── EXERCISE INPUTS ──

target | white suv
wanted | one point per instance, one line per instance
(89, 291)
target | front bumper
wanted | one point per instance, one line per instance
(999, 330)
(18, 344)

───

=== AIM OF THE TASK ===
Each of the records is to be written out again without alteration.

=== EXERCISE RESPONSE ===
target | white suv
wanted | one point per instance, one line per instance
(89, 291)
target | front bumper
wanted | one point per instance, one line per instance
(999, 330)
(18, 344)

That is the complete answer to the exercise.